** Problem description **
Recast the entries from their first line through the line containing "(1057, 734)", that line included, as a JSON list of strings with one string per line. Leave out blank lines.

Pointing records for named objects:

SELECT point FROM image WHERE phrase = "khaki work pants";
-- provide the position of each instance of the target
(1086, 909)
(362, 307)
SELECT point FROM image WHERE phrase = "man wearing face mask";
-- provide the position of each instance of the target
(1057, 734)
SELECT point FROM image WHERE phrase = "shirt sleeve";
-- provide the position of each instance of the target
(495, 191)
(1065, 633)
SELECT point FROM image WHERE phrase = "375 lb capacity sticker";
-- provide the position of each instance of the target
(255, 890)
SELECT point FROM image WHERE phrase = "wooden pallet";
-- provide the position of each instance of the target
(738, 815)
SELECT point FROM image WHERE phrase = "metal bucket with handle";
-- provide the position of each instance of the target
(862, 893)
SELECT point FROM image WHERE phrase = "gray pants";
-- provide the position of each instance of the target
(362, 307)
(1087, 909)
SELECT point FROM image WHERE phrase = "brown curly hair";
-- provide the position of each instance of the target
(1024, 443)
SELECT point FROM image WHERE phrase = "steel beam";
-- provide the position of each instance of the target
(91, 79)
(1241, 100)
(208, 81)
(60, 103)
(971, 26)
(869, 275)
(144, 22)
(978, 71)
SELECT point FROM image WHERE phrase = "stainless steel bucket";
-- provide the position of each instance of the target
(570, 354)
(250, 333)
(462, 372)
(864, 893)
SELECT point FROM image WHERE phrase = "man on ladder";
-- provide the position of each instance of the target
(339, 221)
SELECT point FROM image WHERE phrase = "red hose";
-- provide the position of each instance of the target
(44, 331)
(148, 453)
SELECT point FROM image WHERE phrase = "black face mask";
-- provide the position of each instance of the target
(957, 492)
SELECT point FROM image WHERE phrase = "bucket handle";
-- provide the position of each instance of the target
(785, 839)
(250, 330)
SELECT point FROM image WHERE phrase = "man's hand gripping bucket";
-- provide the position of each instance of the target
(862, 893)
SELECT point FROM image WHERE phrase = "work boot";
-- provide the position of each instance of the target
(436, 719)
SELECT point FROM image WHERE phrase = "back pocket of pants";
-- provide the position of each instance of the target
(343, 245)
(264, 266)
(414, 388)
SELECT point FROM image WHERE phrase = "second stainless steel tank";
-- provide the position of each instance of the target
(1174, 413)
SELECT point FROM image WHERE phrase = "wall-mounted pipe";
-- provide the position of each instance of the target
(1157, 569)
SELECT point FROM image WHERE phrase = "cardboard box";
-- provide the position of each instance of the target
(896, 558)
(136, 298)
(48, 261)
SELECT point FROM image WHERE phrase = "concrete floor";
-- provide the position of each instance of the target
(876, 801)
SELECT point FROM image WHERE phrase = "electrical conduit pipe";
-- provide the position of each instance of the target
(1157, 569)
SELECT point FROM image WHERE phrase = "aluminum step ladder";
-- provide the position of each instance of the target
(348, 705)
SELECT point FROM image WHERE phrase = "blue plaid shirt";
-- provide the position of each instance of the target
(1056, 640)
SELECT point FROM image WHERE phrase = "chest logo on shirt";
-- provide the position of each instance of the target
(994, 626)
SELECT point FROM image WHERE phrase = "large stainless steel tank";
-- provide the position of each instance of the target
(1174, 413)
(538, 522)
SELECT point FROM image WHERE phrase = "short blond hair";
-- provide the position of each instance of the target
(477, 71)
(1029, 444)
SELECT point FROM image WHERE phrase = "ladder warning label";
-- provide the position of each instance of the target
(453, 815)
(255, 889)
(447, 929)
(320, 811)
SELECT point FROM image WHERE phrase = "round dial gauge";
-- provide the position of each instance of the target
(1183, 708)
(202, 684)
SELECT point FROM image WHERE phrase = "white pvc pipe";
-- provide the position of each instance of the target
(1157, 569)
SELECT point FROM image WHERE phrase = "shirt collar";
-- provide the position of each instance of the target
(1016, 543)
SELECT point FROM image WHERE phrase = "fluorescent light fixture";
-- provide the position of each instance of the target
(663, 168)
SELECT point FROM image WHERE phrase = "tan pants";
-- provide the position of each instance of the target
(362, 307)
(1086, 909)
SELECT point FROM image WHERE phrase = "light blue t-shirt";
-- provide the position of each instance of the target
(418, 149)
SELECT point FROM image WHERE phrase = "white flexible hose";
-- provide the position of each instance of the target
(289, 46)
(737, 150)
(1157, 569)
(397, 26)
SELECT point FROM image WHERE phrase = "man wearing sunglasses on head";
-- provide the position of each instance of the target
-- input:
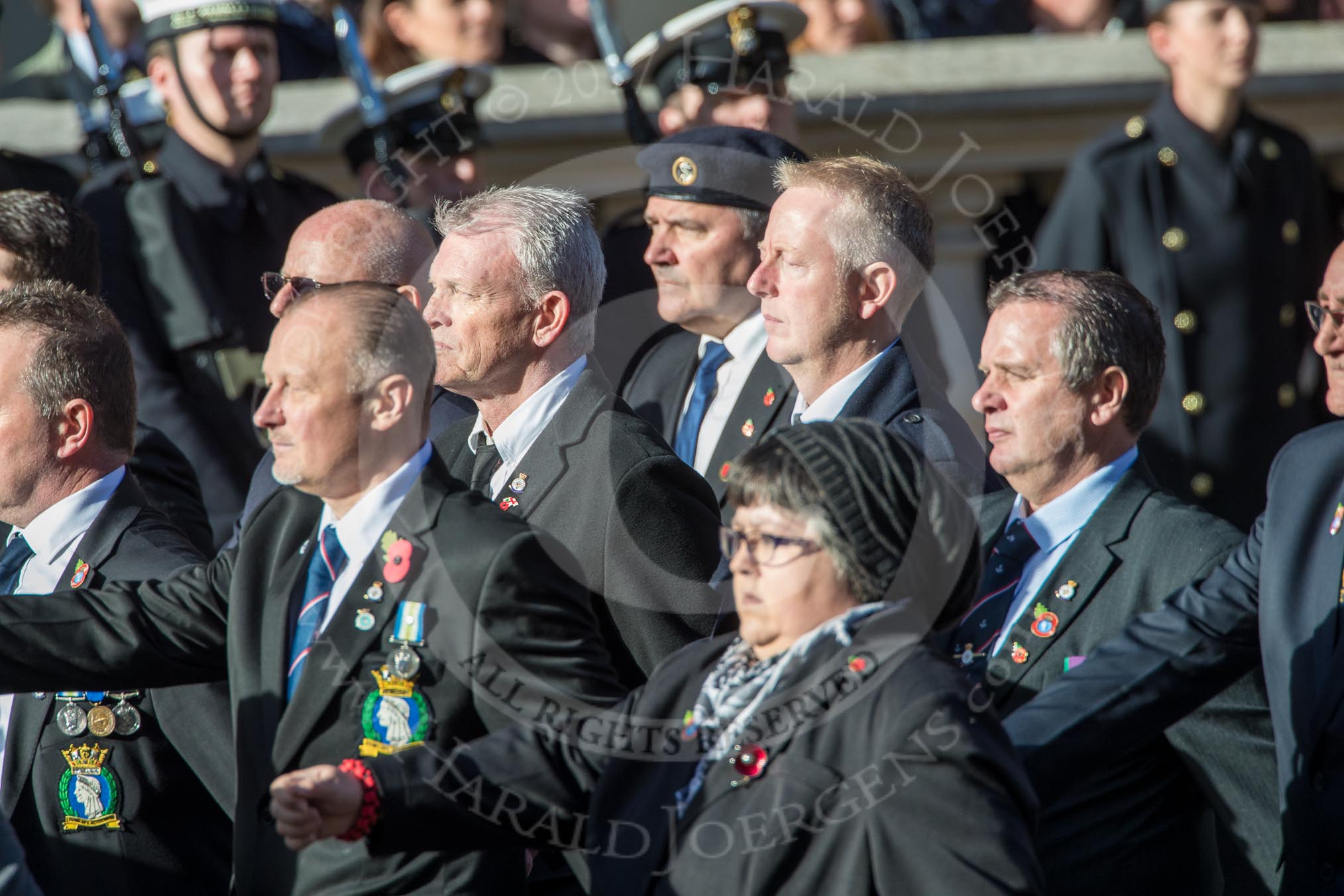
(362, 239)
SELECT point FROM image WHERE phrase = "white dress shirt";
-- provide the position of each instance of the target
(363, 526)
(53, 535)
(1054, 527)
(745, 344)
(515, 435)
(830, 404)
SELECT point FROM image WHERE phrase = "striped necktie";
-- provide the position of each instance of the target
(323, 570)
(983, 624)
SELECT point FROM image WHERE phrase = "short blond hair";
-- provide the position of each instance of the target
(879, 217)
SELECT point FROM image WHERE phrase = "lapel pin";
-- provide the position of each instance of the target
(1046, 622)
(748, 761)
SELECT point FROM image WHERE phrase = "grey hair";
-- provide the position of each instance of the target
(554, 245)
(753, 223)
(776, 477)
(1108, 323)
(879, 217)
(388, 336)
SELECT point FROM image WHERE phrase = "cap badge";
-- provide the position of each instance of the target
(685, 171)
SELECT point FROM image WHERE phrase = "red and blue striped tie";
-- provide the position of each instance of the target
(983, 624)
(323, 570)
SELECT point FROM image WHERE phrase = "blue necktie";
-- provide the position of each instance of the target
(11, 563)
(980, 628)
(323, 570)
(706, 384)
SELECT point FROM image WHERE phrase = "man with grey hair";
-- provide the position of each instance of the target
(375, 577)
(359, 239)
(704, 382)
(1085, 541)
(516, 282)
(847, 251)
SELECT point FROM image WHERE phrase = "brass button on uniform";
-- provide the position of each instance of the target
(1292, 233)
(1202, 485)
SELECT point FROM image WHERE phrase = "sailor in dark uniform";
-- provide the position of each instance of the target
(1217, 215)
(432, 133)
(183, 249)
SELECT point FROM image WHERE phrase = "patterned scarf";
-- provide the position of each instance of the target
(737, 688)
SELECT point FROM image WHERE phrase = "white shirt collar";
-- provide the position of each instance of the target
(745, 340)
(364, 523)
(830, 404)
(56, 528)
(515, 435)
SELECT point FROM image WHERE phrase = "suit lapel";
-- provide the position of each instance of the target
(341, 648)
(1082, 571)
(761, 404)
(27, 714)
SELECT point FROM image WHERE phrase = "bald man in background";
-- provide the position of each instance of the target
(361, 239)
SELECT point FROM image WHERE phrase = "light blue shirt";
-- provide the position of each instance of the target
(1054, 526)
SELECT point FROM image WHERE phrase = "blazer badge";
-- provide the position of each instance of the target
(89, 793)
(396, 716)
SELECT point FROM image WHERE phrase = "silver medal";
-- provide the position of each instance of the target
(405, 663)
(72, 720)
(128, 718)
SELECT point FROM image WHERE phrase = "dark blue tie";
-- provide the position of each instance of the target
(11, 563)
(323, 570)
(983, 624)
(706, 384)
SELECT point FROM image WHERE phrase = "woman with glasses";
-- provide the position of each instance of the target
(822, 749)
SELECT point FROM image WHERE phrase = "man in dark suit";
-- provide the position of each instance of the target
(97, 781)
(1274, 604)
(183, 247)
(1069, 561)
(1218, 217)
(847, 251)
(372, 608)
(704, 383)
(516, 284)
(359, 239)
(43, 237)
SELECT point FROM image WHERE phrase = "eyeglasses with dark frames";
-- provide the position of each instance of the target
(762, 547)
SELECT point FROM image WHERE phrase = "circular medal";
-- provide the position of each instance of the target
(405, 663)
(101, 722)
(128, 718)
(72, 720)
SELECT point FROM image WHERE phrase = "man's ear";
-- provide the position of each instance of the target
(392, 402)
(73, 427)
(550, 319)
(1108, 395)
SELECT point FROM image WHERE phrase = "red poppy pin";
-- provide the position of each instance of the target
(748, 761)
(397, 557)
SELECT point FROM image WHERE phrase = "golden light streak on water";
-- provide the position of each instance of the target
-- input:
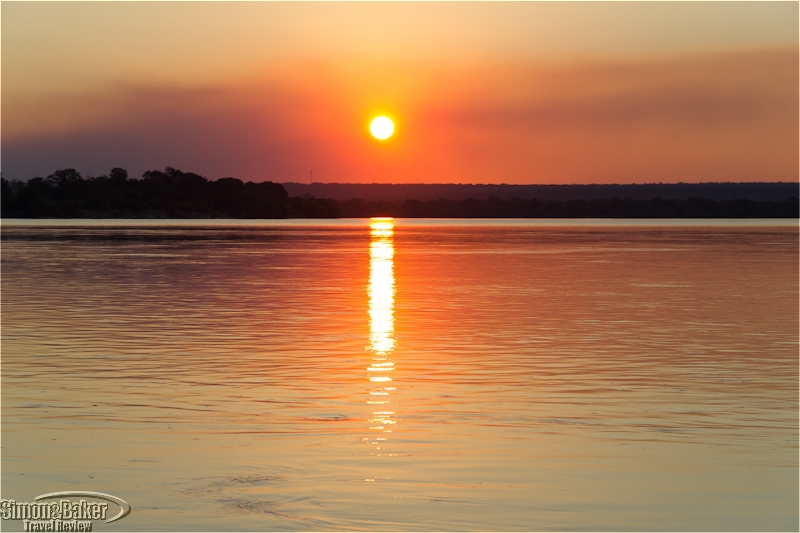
(381, 290)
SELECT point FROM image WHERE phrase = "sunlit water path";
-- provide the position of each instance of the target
(405, 375)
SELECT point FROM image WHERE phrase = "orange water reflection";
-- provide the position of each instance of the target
(381, 329)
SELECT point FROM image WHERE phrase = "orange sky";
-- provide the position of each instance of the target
(480, 92)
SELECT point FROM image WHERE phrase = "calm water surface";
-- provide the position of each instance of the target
(405, 375)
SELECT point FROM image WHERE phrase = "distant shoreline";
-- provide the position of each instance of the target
(174, 194)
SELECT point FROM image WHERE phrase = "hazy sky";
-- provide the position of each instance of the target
(521, 92)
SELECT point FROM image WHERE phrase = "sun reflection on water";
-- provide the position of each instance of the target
(381, 327)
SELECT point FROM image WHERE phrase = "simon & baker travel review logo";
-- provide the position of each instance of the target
(66, 514)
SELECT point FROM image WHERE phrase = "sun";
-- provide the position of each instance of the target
(381, 127)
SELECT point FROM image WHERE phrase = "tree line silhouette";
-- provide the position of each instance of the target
(175, 194)
(171, 194)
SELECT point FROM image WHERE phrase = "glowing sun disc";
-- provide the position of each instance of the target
(381, 128)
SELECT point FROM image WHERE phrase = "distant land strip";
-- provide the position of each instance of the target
(172, 193)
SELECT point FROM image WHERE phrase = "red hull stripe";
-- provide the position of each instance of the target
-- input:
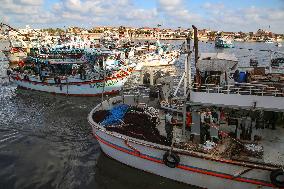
(81, 95)
(71, 83)
(185, 167)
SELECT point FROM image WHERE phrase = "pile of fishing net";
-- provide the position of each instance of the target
(115, 116)
(131, 121)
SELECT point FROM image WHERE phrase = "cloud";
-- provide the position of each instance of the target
(169, 13)
(243, 19)
(175, 13)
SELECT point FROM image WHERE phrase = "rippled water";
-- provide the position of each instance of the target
(46, 142)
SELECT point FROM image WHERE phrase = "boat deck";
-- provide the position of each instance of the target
(271, 141)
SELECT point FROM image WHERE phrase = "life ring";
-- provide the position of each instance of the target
(273, 177)
(171, 159)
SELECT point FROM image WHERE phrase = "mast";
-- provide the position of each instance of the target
(198, 77)
(187, 81)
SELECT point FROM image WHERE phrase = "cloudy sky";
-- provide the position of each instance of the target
(226, 15)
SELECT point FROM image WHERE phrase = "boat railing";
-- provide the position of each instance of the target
(258, 89)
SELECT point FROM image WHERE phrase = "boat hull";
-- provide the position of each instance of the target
(191, 170)
(194, 168)
(88, 88)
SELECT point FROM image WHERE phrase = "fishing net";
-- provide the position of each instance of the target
(116, 115)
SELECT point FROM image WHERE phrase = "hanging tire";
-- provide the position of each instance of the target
(171, 159)
(273, 177)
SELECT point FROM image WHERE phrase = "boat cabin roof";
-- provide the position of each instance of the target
(217, 62)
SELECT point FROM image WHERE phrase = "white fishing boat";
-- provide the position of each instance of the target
(15, 56)
(278, 44)
(223, 42)
(269, 41)
(69, 76)
(129, 128)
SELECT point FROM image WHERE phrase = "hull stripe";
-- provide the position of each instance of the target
(185, 167)
(113, 92)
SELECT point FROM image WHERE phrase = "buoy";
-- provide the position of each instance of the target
(171, 159)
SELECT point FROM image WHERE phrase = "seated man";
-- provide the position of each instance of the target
(169, 126)
(206, 121)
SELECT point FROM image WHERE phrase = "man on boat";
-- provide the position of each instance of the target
(206, 121)
(169, 122)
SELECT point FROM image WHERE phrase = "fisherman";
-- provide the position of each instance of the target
(206, 120)
(188, 121)
(169, 121)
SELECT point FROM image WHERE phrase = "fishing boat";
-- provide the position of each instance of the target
(278, 44)
(15, 55)
(71, 74)
(269, 41)
(240, 152)
(223, 42)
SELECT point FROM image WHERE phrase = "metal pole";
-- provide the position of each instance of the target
(187, 82)
(104, 70)
(186, 75)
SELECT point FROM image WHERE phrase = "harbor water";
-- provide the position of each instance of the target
(46, 141)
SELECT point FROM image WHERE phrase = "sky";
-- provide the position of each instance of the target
(221, 15)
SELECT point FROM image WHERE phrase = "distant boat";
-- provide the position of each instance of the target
(223, 42)
(268, 41)
(278, 44)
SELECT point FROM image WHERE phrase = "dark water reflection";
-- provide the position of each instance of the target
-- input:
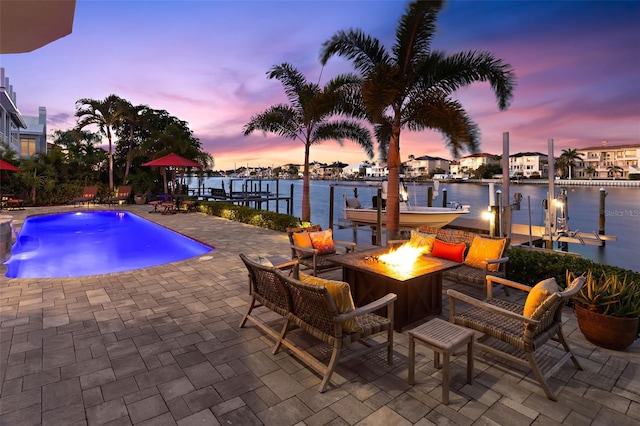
(622, 211)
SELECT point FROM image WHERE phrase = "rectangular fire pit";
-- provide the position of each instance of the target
(419, 287)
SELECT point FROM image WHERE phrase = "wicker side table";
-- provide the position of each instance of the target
(444, 338)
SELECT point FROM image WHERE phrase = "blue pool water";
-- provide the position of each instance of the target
(94, 243)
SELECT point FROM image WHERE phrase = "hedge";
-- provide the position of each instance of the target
(531, 266)
(263, 219)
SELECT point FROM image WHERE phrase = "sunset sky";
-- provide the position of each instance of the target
(205, 62)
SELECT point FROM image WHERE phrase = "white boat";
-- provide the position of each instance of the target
(411, 217)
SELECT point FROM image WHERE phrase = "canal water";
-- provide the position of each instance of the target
(622, 210)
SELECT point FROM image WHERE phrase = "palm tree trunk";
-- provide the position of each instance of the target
(110, 161)
(306, 204)
(128, 166)
(393, 188)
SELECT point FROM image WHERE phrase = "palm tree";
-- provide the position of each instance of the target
(105, 115)
(131, 118)
(614, 170)
(570, 156)
(411, 87)
(311, 116)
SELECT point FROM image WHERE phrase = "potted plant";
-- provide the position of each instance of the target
(608, 310)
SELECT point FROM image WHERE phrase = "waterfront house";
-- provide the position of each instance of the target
(602, 158)
(425, 166)
(26, 135)
(531, 165)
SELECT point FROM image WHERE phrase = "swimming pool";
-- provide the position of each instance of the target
(93, 243)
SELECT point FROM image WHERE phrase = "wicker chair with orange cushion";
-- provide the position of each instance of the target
(483, 256)
(519, 333)
(325, 310)
(314, 248)
(321, 308)
(89, 194)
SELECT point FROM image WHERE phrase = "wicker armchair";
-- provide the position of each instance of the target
(510, 335)
(309, 257)
(312, 308)
(469, 275)
(268, 290)
(315, 312)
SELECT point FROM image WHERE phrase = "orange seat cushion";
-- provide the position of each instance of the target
(538, 294)
(323, 241)
(483, 249)
(450, 251)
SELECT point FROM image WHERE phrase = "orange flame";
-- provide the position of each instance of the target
(402, 257)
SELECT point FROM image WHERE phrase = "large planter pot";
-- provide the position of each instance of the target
(607, 331)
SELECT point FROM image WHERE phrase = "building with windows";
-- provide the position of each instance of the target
(614, 161)
(471, 162)
(26, 135)
(33, 139)
(425, 166)
(531, 165)
(11, 120)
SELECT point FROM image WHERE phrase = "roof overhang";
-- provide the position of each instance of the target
(10, 107)
(26, 25)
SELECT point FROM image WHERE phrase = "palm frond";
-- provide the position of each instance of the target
(279, 119)
(339, 130)
(448, 117)
(415, 32)
(292, 80)
(365, 51)
(450, 73)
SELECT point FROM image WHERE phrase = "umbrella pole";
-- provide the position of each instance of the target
(164, 177)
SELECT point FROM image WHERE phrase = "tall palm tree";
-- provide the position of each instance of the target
(570, 156)
(105, 115)
(311, 116)
(614, 170)
(131, 119)
(411, 87)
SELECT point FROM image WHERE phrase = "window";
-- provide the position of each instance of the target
(27, 147)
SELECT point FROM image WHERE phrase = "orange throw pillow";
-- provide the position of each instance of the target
(323, 241)
(302, 240)
(450, 251)
(483, 249)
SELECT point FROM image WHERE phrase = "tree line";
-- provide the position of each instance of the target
(135, 134)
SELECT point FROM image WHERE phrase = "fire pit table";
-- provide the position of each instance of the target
(418, 285)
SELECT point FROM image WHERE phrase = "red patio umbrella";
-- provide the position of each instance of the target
(8, 166)
(172, 160)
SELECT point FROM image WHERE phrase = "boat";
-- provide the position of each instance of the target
(410, 216)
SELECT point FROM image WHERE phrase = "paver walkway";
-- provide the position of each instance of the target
(161, 346)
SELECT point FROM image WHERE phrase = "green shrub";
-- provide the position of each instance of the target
(263, 219)
(530, 266)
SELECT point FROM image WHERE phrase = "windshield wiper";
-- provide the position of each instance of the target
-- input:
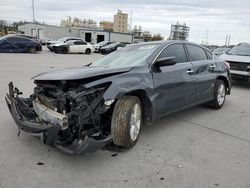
(243, 54)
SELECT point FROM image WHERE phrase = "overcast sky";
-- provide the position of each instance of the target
(215, 17)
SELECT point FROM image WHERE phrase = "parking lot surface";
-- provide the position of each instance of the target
(198, 147)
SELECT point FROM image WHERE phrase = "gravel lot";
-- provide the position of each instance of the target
(198, 147)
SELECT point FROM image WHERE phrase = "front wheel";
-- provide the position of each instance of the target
(126, 121)
(219, 95)
(88, 51)
(32, 50)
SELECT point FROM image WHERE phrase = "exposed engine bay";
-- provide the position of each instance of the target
(66, 114)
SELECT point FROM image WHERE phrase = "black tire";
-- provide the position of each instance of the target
(63, 51)
(120, 124)
(216, 103)
(32, 50)
(87, 51)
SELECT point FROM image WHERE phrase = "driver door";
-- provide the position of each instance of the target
(174, 84)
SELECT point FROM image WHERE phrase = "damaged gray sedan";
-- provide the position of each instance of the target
(106, 102)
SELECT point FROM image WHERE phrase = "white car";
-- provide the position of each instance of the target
(76, 46)
(239, 60)
(50, 44)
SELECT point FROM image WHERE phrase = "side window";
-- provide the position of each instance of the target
(196, 53)
(80, 43)
(175, 50)
(209, 55)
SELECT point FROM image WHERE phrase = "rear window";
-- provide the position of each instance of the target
(196, 53)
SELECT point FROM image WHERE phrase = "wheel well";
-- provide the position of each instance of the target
(146, 104)
(224, 79)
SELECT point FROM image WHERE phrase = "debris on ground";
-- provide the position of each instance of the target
(39, 163)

** Answer for this exercise **
[
  "SELECT point FROM image WHERE phrase = \"khaki work pants\";",
  "-- provide the position of each instance of the target",
  "(1086, 909)",
  "(362, 307)",
  "SELECT point FROM image WHERE phrase = \"man wearing face mask\";",
  "-- provide the position of each instance of the target",
  "(1057, 734)"
]